WHAT YOU HAVE TO DO:
Write out the whole listing again so that each line matches the original.

INFORMATION GIVEN:

---------------

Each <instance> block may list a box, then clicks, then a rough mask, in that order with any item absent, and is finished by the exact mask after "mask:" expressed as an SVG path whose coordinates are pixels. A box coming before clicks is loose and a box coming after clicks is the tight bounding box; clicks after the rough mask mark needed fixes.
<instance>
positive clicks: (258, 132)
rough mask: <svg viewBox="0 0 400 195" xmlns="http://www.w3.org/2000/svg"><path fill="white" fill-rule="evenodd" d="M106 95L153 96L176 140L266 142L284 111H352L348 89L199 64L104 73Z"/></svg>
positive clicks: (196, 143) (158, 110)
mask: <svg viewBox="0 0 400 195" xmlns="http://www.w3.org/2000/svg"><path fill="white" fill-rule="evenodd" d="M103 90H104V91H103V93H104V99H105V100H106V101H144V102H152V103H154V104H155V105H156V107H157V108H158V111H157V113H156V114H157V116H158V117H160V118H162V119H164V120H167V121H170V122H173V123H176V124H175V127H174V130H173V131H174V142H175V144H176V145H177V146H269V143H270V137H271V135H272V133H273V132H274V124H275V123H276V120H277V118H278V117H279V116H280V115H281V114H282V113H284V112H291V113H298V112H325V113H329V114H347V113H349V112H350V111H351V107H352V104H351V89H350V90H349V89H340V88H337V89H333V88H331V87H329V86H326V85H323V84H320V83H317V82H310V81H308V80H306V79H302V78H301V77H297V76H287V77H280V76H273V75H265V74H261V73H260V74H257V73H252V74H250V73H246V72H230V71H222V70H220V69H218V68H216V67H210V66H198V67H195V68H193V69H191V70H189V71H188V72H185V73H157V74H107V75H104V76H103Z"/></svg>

---------------

THE COMPLETED TASK:
Each <instance> block may list a box, then clicks, then a rough mask, in that order with any item absent, and is finished by the exact mask after "mask:" expressed as an SVG path whose coordinates are pixels. A box coming before clicks is loose and a box coming after clicks is the tight bounding box; clicks after the rough mask mark needed fixes.
<instance>
positive clicks: (258, 132)
rough mask: <svg viewBox="0 0 400 195" xmlns="http://www.w3.org/2000/svg"><path fill="white" fill-rule="evenodd" d="M106 95L153 96L176 140L266 142L284 111H352L348 89L199 64L104 73Z"/></svg>
positive clicks: (196, 143) (158, 110)
mask: <svg viewBox="0 0 400 195" xmlns="http://www.w3.org/2000/svg"><path fill="white" fill-rule="evenodd" d="M103 90H104V91H103V93H104V99H105V100H106V101H144V102H152V103H154V104H155V105H156V107H157V108H158V111H157V113H156V114H157V116H158V117H160V118H162V119H164V120H167V121H170V122H173V123H176V124H175V127H174V130H173V131H174V142H175V144H176V145H177V146H269V143H270V137H271V135H272V133H273V132H274V124H275V123H276V120H277V118H278V117H279V116H280V115H281V114H282V113H284V112H291V113H298V112H325V113H329V114H347V113H349V112H350V111H351V107H352V104H351V89H350V90H349V89H340V88H337V89H333V88H331V87H329V86H326V85H323V84H320V83H317V82H310V81H308V80H306V79H302V78H301V77H297V76H287V77H280V76H273V75H265V74H261V73H260V74H257V73H252V74H250V73H246V72H230V71H222V70H220V69H218V68H216V67H210V66H198V67H195V68H193V69H191V70H189V71H188V72H185V73H157V74H107V75H104V76H103Z"/></svg>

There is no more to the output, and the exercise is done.